Column

Johan Goossens: “Ik had nu officieel meer foto’s van mijn apenpok dan goede dickpicks”
Johan Goossens in een tweede deel over apenpokken
Winq-columnist Johan Goossens denkt niet alleen dat hij apenpokken heeft opgelopen, maar heeft dat ook. “Wat dat betreft voelde het meer als een soa: ik moest vol ongemak een lijstje met contacten afbellen.”
In mijn vorige column heb ik helaas te vroeg gejuicht. Afgelopen juni was het dan toch zover: ik had apenpokken. Of monkeypox, zoals het inmiddels eufemistisch heet. Gelukkig had ik weinig last: in totaal drie plekjes en een paar dagen koorts. Het was qua mildheid eigenlijk een beetje vergelijkbaar met corona, dat ik ook als een van de eersten had. (Mijn vrienden noemen me inmiddels de kanariepiet in de kolenmijn qua nieuwe virusziektes.)
Het enige verschil was dat de quarantaine nu een stuk langer duurde (drie weken!) en dat ik echt even moest dealen met de opkomende schaamte.
Wat dat betreft voelde het meer als een soa: ik moest vol ongemak een lijstje met contacten afbellen. Alleen zaten daar nu niet alleen scharrels tussen (die ik doodleuk mocht melden dat ze hun werk drie weken af moesten bellen) maar ook bijvoorbeeld familieleden met wie ik simpelweg een uur in de kroeg had gezeten.
“‘Dit komt in je dossier,’ zei hij vrolijk”
Vooral mijn bezoek aan de huisarts was qua schaamte een dieptepunt. Het begon al met het bellen van de assistente. Ik vertelde haar voorzichtig over het plekje dat ik had, op een bepaalde plek. Even vroeg ik me af of zij nou het meisje was mét of zonder hoofddoek? Ze klonk meelevend, maar zei: ‘Vanwege de apenpokken, moet u eerst een foto maken en die aan ons sturen...’ Nou vond ik het eigenlijk al heel wat om dat plekje aan de huisarts te laten zien. Mijn neiging was het voor iedereen te verbergen tot het weg was. Het laatste wat ik wilde was er een foto van maken, laat staan die uploaden en versturen via het wereldwijde web.

• **Opdracht**:
Beantwoord de volgende vragen over de column hierboven.
1. Hoeveel plekjes had de schrijver in totaal?
2. Hoe lang duurde de quarantaine?
3. Wat moest hij volgens de assistente van de huisarts eerst doen?

Beschrijvingen van regio's in natuurlijke taal:
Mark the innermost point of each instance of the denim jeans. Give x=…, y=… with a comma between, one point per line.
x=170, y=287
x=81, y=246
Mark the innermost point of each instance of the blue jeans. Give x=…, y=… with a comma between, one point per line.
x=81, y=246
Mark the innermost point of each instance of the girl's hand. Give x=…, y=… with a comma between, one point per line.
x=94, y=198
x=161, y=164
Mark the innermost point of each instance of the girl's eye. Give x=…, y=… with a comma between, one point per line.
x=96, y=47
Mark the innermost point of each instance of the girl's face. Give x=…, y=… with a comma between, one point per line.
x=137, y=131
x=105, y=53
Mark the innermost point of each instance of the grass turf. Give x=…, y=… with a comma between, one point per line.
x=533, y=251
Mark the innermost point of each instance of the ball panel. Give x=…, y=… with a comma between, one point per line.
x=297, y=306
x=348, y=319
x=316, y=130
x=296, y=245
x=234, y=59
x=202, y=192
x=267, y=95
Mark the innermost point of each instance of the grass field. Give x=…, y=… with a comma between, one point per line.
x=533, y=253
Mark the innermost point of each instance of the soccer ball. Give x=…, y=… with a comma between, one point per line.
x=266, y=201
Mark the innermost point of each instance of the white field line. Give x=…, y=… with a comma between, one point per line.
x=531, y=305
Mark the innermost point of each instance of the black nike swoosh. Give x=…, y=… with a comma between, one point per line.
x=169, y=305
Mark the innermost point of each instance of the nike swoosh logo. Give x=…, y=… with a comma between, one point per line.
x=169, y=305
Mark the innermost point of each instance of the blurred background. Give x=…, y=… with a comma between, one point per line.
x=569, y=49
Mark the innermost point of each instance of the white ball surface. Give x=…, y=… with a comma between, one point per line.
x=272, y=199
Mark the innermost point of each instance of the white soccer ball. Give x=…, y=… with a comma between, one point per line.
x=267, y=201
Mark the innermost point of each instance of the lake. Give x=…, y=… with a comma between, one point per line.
--
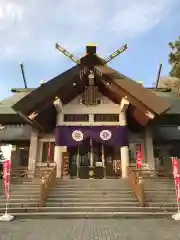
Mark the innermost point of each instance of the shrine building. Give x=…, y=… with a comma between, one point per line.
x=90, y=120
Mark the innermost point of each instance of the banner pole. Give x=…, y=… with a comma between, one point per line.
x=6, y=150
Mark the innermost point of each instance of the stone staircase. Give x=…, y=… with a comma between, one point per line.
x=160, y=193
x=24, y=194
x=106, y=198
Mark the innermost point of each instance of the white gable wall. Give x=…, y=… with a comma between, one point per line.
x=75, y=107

• **Antwoord**:
1. Drie plekjes.
2. Drie weken.
3. Een foto maken en die naar hen sturen.